**Task goal**
Arrange every line of the records below as a numbered list, omitting any blank lines.

**Input**
.....
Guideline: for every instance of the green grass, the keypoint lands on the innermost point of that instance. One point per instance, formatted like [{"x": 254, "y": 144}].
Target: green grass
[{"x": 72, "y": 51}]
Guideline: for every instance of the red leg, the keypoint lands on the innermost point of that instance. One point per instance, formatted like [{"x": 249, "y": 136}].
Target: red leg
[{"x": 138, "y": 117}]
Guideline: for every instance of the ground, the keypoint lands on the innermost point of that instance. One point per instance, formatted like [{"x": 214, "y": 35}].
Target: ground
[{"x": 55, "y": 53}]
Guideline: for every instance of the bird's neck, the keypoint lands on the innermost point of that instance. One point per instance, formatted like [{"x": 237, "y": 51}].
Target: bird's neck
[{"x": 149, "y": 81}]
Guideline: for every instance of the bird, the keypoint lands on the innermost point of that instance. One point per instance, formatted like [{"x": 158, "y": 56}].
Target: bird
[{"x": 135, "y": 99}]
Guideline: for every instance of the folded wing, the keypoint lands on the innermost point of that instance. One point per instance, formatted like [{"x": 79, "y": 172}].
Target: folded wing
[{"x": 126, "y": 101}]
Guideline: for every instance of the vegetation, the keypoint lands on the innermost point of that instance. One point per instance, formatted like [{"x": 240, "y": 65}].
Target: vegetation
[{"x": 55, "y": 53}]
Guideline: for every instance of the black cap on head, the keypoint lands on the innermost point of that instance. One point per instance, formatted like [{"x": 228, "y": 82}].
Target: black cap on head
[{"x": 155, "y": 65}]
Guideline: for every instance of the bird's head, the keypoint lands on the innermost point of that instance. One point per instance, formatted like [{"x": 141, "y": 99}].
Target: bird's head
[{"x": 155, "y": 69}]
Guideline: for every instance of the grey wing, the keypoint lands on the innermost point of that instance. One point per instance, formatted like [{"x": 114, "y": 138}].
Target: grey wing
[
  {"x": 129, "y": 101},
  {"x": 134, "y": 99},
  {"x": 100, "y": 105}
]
.....
**Correct result**
1. Guideline: for every instance of the green grass, the keypoint lands on the innermost point of that instance. One point per instance, formatted like [{"x": 254, "y": 144}].
2. Target: green grass
3. [{"x": 72, "y": 51}]
4. Guideline: for every instance of the red leg, the keypoint lands on the innermost point of that instance. One point per instance, formatted like [{"x": 249, "y": 136}].
5. Target: red leg
6. [{"x": 138, "y": 117}]
7. Guideline: for every instance of the ground, the keypoint lands on the innermost point of that instance. One point per instance, formatted like [{"x": 214, "y": 35}].
8. Target: ground
9. [{"x": 55, "y": 53}]
10. Guideline: for every instance of the bird's neck, the keypoint lands on the innermost point of that instance. One point per instance, formatted like [{"x": 237, "y": 51}].
11. Target: bird's neck
12. [{"x": 149, "y": 81}]
13. Guideline: for every instance of the bird, the keypoint lands on the innermost point of that instance. One point per instance, formatted like [{"x": 158, "y": 56}].
14. Target: bird
15. [{"x": 135, "y": 99}]
16. Guideline: for every instance of the folded wing, the keypoint lands on the innermost point of that instance. One point per instance, formatted like [{"x": 79, "y": 172}].
17. Target: folded wing
18. [{"x": 126, "y": 101}]
19. Guideline: for every instance of the vegetation, the keypoint lands on the innermost point of that instance. One point per instance, formatted like [{"x": 240, "y": 65}].
20. Target: vegetation
21. [{"x": 55, "y": 53}]
22. Guideline: for every instance of the black cap on head, the keypoint lands on the innermost point of that instance. One point per instance, formatted like [{"x": 228, "y": 82}].
23. Target: black cap on head
24. [{"x": 155, "y": 65}]
25. Guideline: for every instance of the bird's head, the keypoint lands on the innermost point of that instance. One point per instance, formatted like [{"x": 141, "y": 99}].
26. Target: bird's head
27. [{"x": 155, "y": 69}]
28. Guideline: for every instance of the grey wing, the keypoint lands on the innermost point of that instance. One point per instance, formatted like [{"x": 114, "y": 138}].
29. Target: grey wing
30. [
31.   {"x": 129, "y": 101},
32.   {"x": 134, "y": 99},
33.   {"x": 100, "y": 105}
34. ]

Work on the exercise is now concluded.